Exercice A: D'après l'extrait de page, quel article de la Constitution de 2014 consacre la règle selon laquelle le gouvernement est issu de la majorité gagnante aux élections législatives ?
Exercice B: Recopiez un passage de l'extrait de page en commençant aux mots « C’est tout à » et en vous arrêtant après « à fait incertaine. ».

Extrait de page:
———
Farhat Horchani: Faut- il réviser la Constitution de 2014 ?
Par Farhat Horchani - Ceux qui appellent à la révision immédiate de la Constitution de 2014 invoquent l’instabilité gouvernementale récurrente, la fragmentation/dispersion des pouvoirs et le caractère hybride, inefficace et impraticable du régime politique choisi : ni parlementaire ni présidentiel.
C’est tout à fait légitime ! Un Etat a besoin d’un cadre constitutionnel adéquat pour résoudre les nombreux problèmes aigus qui, en raison de leur aggravation constante, font planer le doute sur le bien-fondé même de la révolution accomplie.
Pourtant, il nous semble erroné de croire que le mal réside dans la Constitution ou dans le régime politique choisi.
Une Constitution révisée résoudra peut-être certains de ces problèmes ; mais d’autres problèmes, peut-être plus graves, apparaîtront. Un autre régime politique, quel qu’il soit, ne sera pas la clé pour faire sortir le pays de ce marasme général.
De plus, comme l’a si bien dit Salsabil Klibi, ici même, dans le contexte constitutionnel, politique et économique actuel, la révision d’une Constitution est une opération difficile, voire impossible, coûteuse et tout à fait incertaine.
La révision de la Constitution n’est pas la meilleure, ni la seule voie pour corriger les insuffisances du régime politique choisi.
Les peuples ont parfois la mémoire courte ! Nous avons pris le choix d’opter pour une nouvelle Constitution ! Il ne faut jamais perdre de vue les raisons pour lesquelles la Constitution de 1959 a été d’ailleurs injustement honnie et les objectifs pour lesquels la Constitution de 2014 a été adoptée.
Régime réel et régime légal
Un rapide bilan du régime politique issu de l’application de la Constitution depuis son adoption en 2014 fait ressortir une dichotomie entre un régime légal prévu par le texte constitutionnel et un régime réel différent pratiqué depuis 2014.
Une des règles essentielles prévues par la Constitution de 2014, consacrée par son article 89 paragraphe 2, est que le gouvernement est issu d’une majorité gagnante lors des élections législatives : celle qui a « obtenu le plus grand nombre de sièges».
Cette règle, on le sait, n’a jamais été appliquée ! Ni le gouvernement n’est issu d’une majorité parlementaire ni les chefs de gouvernement respectifs n’ont appartenu à cette majorité ou n’ont été les chefs de cette majorité.
Dès lors, tout le système prévu sera perturbé par des règles «parallèles».
———
Données fournies:
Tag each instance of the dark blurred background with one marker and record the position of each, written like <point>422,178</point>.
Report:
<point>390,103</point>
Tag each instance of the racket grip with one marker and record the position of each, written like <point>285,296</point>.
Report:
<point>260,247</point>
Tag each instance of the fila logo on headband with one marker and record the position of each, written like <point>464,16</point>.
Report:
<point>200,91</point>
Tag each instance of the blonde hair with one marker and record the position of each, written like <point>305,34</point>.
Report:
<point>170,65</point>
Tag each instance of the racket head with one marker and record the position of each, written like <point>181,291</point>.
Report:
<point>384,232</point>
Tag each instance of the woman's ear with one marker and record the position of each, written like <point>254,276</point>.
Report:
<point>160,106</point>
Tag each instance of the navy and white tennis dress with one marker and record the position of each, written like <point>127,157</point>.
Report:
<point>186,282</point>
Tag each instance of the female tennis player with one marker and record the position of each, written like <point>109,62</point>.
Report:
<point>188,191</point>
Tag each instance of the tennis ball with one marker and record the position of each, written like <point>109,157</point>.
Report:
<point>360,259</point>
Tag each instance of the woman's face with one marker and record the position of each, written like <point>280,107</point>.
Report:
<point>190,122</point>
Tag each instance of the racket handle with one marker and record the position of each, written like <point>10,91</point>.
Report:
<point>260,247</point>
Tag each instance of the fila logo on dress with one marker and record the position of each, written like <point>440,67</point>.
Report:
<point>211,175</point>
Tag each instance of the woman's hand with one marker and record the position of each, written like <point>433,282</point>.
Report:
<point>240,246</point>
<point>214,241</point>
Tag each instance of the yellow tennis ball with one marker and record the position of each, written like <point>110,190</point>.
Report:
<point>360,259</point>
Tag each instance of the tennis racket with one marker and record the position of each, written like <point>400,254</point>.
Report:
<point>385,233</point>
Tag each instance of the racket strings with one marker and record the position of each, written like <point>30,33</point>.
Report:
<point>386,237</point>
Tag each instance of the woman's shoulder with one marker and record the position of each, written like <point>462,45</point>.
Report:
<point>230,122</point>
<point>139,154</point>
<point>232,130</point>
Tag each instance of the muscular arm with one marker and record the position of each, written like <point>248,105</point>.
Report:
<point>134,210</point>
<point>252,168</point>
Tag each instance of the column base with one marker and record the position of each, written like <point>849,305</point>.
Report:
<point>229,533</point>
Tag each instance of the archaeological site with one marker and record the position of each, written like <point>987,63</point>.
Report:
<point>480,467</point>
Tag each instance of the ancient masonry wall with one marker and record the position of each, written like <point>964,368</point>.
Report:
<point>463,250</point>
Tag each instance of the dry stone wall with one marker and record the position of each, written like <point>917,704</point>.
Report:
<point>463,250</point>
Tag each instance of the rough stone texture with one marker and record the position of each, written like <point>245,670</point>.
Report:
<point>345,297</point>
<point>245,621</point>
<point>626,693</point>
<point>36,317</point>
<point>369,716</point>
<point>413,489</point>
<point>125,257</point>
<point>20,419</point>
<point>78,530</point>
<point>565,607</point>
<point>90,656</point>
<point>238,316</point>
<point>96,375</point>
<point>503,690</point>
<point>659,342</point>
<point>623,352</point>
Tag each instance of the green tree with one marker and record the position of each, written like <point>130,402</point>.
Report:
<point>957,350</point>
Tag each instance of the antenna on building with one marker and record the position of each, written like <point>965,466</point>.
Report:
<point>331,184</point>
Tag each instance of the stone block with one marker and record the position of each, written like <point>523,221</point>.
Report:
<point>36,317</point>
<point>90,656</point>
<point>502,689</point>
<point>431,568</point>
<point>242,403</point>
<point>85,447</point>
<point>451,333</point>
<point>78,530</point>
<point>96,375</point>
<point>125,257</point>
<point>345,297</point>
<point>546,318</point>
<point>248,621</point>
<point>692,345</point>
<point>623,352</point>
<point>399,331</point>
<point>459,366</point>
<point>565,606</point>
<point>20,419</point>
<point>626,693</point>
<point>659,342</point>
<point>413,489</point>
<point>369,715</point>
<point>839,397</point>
———
Corrigé A: L'article 89, paragraphe 2.

Corrigé B:
C’est tout à fait légitime ! Un Etat a besoin d’un cadre constitutionnel adéquat pour résoudre les nombreux problèmes aigus qui, en raison de leur aggravation constante, font planer le doute sur le bien-fondé même de la révolution accomplie.
Pourtant, il nous semble erroné de croire que le mal réside dans la Constitution ou dans le régime politique choisi.
Une Constitution révisée résoudra peut-être certains de ces problèmes ; mais d’autres problèmes, peut-être plus graves, apparaîtront. Un autre régime politique, quel qu’il soit, ne sera pas la clé pour faire sortir le pays de ce marasme général.
De plus, comme l’a si bien dit Salsabil Klibi, ici même, dans le contexte constitutionnel, politique et économique actuel, la révision d’une Constitution est une opération difficile, voire impossible, coûteuse et tout à fait incertaine.